The problem: Will you restate verbatim the lines running from the line with "of the gravel" to the end of the data, leaving out everything else?

(Point labeling examples)
========

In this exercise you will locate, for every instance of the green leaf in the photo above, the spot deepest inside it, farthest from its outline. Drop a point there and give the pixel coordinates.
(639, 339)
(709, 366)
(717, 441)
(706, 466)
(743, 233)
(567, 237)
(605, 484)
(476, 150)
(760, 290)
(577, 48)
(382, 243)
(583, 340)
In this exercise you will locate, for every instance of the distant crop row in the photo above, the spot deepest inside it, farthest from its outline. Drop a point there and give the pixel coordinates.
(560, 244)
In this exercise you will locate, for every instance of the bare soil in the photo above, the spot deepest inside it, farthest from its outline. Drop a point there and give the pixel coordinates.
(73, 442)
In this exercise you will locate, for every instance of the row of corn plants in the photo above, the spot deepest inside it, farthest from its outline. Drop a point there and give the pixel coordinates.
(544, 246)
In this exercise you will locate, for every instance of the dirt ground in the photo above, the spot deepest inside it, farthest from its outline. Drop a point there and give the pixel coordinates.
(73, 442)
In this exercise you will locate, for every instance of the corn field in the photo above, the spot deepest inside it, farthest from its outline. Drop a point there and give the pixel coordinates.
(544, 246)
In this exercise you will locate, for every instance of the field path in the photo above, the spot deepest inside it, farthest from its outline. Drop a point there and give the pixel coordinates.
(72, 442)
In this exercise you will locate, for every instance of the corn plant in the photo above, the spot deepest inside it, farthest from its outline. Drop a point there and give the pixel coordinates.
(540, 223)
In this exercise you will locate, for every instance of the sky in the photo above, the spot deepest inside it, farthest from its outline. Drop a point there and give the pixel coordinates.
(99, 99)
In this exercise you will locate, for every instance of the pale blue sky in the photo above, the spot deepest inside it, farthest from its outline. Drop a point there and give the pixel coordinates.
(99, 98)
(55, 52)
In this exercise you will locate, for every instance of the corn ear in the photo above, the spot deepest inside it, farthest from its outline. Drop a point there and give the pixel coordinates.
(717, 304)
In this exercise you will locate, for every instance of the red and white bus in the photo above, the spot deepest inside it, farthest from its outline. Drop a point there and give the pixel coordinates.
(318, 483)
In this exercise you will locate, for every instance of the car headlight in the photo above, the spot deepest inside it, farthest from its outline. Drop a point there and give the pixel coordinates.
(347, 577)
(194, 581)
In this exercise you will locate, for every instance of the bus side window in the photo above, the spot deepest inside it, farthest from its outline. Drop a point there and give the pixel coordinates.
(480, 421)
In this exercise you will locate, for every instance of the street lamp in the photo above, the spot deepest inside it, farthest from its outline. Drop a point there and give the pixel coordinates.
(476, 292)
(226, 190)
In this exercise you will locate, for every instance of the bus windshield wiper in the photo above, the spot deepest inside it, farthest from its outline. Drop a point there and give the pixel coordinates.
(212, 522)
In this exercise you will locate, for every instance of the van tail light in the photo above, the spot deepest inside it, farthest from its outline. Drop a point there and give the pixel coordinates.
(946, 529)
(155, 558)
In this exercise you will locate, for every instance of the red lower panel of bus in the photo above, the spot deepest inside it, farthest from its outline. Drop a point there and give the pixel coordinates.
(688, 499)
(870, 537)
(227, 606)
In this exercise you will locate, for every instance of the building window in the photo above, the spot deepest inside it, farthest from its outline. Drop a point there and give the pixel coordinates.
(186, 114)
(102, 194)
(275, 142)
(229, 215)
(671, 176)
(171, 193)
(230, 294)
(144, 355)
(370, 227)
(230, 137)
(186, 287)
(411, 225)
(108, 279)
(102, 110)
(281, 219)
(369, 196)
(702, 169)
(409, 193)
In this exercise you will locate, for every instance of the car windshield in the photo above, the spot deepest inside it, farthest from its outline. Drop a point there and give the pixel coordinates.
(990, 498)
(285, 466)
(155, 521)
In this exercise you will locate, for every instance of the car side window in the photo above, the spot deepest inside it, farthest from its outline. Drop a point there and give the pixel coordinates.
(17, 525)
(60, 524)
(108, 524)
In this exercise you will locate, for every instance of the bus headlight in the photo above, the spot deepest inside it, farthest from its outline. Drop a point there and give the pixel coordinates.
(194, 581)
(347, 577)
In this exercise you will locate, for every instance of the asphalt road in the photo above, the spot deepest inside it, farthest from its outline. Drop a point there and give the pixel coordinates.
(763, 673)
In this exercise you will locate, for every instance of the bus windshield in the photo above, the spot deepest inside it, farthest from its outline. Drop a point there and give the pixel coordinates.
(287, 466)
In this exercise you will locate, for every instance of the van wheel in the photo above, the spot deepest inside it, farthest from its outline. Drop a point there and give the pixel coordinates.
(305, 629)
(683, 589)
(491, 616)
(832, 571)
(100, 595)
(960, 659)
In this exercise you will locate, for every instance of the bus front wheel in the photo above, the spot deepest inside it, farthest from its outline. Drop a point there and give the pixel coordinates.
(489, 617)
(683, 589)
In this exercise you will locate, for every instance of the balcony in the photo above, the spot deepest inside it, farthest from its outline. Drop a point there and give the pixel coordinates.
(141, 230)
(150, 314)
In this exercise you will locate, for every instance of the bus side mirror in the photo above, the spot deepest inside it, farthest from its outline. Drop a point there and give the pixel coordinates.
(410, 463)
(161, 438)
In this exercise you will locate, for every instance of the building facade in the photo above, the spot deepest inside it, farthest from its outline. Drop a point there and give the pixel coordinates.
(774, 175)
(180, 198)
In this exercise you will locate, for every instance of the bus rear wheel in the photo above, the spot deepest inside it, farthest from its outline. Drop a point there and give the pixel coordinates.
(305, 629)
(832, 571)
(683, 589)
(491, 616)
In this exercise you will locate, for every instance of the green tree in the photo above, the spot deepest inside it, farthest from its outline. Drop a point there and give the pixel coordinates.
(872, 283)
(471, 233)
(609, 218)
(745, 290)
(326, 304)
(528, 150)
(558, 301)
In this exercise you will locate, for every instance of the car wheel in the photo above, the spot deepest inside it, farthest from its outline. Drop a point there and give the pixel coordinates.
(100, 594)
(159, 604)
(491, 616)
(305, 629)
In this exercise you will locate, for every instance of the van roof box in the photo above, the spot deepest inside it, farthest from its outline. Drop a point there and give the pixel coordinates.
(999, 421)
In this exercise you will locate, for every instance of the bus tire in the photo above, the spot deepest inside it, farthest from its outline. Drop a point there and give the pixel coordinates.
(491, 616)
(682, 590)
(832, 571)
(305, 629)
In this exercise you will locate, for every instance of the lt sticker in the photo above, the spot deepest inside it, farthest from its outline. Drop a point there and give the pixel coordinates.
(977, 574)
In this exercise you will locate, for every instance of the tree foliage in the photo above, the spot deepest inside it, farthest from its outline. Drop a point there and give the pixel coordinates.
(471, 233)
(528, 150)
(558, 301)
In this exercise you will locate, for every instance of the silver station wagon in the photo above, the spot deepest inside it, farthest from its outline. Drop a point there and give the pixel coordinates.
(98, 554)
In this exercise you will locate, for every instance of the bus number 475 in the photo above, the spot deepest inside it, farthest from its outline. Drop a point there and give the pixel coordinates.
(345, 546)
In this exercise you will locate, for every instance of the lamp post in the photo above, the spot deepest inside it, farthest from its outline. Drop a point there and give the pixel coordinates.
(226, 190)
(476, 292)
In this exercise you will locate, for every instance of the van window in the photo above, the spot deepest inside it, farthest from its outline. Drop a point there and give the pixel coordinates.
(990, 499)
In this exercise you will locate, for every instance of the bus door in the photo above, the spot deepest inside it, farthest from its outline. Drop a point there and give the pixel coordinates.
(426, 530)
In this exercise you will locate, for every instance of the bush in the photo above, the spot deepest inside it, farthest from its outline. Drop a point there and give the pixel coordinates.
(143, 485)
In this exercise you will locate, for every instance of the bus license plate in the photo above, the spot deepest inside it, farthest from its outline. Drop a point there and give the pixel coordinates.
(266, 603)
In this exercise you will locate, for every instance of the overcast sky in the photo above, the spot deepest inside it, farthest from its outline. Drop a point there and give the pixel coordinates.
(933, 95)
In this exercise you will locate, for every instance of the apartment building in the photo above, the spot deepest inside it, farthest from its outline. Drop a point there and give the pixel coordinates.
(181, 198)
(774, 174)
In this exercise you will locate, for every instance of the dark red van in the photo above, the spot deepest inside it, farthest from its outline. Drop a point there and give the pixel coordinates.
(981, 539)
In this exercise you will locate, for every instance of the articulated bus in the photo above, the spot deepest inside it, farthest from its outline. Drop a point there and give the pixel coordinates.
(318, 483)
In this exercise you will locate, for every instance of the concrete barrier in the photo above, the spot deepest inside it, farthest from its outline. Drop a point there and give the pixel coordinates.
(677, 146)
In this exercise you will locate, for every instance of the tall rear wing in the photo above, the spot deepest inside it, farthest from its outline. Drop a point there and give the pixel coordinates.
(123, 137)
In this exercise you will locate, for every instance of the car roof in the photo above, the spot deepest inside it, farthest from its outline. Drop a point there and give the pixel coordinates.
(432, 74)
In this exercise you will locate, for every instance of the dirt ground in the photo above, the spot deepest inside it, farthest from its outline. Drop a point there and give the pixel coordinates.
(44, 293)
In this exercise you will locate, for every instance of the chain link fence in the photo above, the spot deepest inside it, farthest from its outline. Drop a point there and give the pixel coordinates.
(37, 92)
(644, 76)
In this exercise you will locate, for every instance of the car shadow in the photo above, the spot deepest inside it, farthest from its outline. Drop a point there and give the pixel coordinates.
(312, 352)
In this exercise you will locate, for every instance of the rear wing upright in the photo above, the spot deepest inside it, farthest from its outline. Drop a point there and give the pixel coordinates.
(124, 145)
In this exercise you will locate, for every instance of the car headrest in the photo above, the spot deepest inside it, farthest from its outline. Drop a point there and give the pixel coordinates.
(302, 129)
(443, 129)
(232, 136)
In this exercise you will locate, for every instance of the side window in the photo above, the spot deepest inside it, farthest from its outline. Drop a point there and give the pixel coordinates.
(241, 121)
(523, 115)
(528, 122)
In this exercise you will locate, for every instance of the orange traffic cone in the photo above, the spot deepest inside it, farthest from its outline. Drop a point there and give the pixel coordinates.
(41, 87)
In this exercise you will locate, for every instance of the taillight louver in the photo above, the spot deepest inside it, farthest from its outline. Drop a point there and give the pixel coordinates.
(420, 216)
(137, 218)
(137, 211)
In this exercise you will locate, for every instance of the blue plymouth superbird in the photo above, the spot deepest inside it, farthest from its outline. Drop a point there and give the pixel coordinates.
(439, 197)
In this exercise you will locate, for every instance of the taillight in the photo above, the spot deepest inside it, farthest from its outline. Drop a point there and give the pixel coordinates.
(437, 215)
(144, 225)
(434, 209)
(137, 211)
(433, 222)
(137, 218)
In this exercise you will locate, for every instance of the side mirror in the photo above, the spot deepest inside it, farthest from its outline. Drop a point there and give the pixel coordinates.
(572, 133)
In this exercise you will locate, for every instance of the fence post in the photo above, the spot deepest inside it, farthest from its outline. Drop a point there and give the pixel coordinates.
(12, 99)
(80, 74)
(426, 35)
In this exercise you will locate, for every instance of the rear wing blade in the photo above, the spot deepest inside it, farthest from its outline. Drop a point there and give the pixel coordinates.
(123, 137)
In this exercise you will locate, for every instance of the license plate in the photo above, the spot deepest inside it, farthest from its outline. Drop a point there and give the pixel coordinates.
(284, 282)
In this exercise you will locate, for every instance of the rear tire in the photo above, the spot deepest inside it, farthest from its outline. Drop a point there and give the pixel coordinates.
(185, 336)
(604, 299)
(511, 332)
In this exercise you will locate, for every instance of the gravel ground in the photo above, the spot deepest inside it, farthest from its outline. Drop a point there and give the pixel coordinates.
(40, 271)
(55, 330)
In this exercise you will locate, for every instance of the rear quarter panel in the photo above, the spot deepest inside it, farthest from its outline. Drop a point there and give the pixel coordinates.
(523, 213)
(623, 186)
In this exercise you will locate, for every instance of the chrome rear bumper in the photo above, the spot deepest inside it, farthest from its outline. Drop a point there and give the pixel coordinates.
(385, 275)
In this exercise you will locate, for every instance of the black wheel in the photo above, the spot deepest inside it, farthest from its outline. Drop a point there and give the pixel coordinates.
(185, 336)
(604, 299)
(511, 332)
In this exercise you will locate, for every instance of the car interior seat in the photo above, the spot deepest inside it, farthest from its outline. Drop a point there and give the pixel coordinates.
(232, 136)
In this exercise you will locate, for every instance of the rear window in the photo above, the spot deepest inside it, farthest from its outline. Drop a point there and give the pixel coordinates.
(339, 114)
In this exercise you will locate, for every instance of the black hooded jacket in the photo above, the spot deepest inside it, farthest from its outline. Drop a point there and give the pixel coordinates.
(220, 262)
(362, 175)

========

Task solution:
In this exercise you will locate, for every instance of the gravel ground in the photo above, the spot deepest inside it, farthest from its outline. Drop a point there and give the pixel coordinates.
(40, 271)
(55, 330)
In this exercise you will locate, for every instance of the rear quarter panel in the photo above, the spot deepest inside it, farthest from its outline. Drop a point there and give the pixel coordinates.
(523, 213)
(623, 186)
In this exercise you will locate, for every instance of the chrome rear bumper in the photo above, the spot deepest inside it, farthest from its outline. Drop a point there and give the pixel coordinates.
(385, 275)
In this exercise you will locate, for every instance of the black wheel in the photo above, the spot deepest inside it, farthest from its outline. Drop a point there and give the pixel coordinates.
(185, 336)
(604, 299)
(511, 332)
In this exercise you will locate, for every instance of the car interior seat in the photo above, the spot deepest inside it, farthest from its outline. Drop a point there and give the pixel coordinates.
(232, 136)
In this exercise you will locate, for every instance of the rear window in the photo above, the spot deepest inside it, farthest from its outline. Drop a point there and give the pixel coordinates.
(339, 114)
In this exercise you will locate, for every instance of the black hooded jacket in the photo above, the spot deepest inside it, farthest from its outline. Drop a point there and give the pixel coordinates.
(220, 262)
(362, 175)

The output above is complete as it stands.